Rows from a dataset
BEGIN

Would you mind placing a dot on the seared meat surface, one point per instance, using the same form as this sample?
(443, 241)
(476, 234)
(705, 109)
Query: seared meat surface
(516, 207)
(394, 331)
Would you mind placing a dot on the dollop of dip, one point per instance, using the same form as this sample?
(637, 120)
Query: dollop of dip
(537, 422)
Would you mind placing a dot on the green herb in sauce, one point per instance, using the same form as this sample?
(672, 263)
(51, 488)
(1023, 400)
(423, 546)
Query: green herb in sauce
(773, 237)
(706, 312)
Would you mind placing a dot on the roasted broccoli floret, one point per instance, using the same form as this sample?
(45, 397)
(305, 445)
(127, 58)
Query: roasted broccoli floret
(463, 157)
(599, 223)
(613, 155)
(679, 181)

END
BEGIN

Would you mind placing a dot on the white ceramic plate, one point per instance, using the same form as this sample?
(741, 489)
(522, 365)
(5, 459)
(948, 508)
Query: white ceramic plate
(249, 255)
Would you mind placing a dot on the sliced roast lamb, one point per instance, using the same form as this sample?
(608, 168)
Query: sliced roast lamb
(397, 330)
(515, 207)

END
BEGIN

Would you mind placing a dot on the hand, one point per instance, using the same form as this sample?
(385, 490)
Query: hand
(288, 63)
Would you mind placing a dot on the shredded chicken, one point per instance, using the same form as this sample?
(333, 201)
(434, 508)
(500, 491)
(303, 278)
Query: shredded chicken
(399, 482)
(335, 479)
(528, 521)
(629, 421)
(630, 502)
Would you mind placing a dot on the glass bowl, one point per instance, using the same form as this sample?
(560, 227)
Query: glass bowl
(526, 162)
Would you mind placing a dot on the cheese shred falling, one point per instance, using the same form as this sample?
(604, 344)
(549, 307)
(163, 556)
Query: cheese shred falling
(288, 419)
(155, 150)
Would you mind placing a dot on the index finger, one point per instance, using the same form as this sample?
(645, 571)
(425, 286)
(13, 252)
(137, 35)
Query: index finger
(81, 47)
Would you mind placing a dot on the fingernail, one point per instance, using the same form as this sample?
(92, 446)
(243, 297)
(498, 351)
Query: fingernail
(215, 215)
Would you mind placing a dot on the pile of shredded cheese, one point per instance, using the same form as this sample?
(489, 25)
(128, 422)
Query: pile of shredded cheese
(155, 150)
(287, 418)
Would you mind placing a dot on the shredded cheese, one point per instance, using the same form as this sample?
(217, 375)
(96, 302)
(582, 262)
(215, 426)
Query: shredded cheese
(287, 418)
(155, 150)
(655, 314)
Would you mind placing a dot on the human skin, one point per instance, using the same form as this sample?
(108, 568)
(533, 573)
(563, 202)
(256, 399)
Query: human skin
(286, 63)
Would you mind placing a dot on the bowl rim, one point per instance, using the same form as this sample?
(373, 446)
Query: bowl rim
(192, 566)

END

Exercise requirements:
Which lines of the listing above contain the word "chicken"? Return each of them in full.

Result:
Would you mind placing a dot on the shredded chicken, one point per instance, using the same form as this sample?
Query: shredded chicken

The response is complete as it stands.